* [DIRECTIONS FOR THIS TASK]: Which lines of the records below contain the word "headlight"? Show each one.

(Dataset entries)

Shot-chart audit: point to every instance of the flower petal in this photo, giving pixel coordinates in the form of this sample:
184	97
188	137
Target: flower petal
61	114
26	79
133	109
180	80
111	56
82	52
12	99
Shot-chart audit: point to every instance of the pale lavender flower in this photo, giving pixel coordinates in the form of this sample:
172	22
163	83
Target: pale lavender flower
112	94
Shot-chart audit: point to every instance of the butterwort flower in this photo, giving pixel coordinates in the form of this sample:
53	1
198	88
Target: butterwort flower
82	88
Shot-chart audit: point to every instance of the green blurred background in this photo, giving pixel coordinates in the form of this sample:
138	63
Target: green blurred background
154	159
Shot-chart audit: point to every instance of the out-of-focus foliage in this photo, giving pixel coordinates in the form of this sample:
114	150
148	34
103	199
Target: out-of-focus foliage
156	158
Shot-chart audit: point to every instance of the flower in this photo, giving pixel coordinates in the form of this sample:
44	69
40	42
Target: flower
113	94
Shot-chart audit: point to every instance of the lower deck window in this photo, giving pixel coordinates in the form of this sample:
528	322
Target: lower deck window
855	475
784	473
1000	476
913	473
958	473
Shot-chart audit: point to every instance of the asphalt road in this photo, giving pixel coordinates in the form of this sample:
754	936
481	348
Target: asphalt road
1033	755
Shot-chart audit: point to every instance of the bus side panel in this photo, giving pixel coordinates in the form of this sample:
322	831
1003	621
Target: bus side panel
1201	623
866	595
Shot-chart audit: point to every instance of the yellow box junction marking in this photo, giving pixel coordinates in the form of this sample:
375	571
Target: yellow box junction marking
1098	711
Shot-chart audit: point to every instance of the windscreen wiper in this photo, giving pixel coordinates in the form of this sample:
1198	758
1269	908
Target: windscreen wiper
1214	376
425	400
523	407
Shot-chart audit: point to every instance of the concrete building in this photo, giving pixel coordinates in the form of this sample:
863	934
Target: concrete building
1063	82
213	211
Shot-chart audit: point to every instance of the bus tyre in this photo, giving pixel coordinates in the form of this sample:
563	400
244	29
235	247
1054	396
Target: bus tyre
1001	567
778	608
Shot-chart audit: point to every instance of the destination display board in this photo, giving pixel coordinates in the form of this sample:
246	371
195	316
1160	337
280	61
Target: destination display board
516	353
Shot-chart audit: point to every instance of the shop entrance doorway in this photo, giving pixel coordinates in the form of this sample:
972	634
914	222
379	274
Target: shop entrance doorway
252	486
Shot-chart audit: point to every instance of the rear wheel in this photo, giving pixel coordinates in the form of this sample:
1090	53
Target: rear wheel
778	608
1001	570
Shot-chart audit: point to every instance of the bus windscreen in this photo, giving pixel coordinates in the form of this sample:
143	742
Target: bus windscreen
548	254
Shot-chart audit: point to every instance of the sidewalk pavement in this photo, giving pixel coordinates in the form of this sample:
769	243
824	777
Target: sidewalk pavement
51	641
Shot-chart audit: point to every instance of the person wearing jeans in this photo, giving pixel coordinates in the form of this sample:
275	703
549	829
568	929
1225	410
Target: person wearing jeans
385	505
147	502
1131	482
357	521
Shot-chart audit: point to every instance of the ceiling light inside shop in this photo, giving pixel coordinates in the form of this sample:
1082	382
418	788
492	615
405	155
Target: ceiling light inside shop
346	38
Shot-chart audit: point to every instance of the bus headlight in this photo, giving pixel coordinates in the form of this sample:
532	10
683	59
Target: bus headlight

* [YOUR RESPONSE]:
Shot-chart audit: point to every instance of the bus headlight in this photo, giving pixel coordinates in the form of this sample:
Target: bus headlight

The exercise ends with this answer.